**Text passage**

* * * *

Wednesday, October 25, 2017

all my lost fathers

Red sings on the 3rd Street Promenade between Santa Monica Blvd and Broadway. Regular hours. Something like 8 pm to 11 pm, Monday through Friday. Red must be in his 70's now and the American flag behind his chair gives him the look of a veteran. He plays his guitar seated - mostly folk ballads in the vein of John Denver, Johnny Cash, and Bob Dylan. When he's playing I can't help but be drawn in. These are the songs of my childhood and Red's steady voice wraps around me like a long-awaited paternal hug.

I'm joined by a homeless man. His white-yellow beard reaches down to his chest. He sits on the same kind of walker my grandmother used. She called it her Red Racer. When it's not aiding in that unutterably tedious task of walking, it substitutes quite well for a chair. I watch him gently pull a blanket from beneath his seat, unfold, and place it neatly across his lap. When it slips askew moments later my impulse is to righten it for him.

I am not repulsed by your sunburnt fingers or back-alley cologne my fellow music enthusiast, my friend. Nor am I frightened at the prospect of another thwarted act of love. 

I have not forgotten you, John Denver. I have not forgotten you, Bob, Paul, Art, Cat, Leonard, or James. I have not forgotten you all, my lost fathers.

* * * *

**Dataset excerpt**
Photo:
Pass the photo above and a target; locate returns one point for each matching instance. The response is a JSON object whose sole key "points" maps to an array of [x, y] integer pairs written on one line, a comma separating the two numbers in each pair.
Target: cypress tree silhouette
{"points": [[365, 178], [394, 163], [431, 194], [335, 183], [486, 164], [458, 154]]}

* * * *

**Problem set**
**A.** Name everyone addressed by name in the closing paragraph of the post about the street singer.
**B.** Please echo the post about the street singer from "I am not repulsed" up to and including "my lost fathers.".
The listing has nothing to do with the work here.

**Answers for this exercise**
**A.** John Denver, Bob, Paul, Art, Cat, Leonard, James

**B.**
I am not repulsed by your sunburnt fingers or back-alley cologne my fellow music enthusiast, my friend. Nor am I frightened at the prospect of another thwarted act of love. 

I have not forgotten you, John Denver. I have not forgotten you, Bob, Paul, Art, Cat, Leonard, or James. I have not forgotten you all, my lost fathers.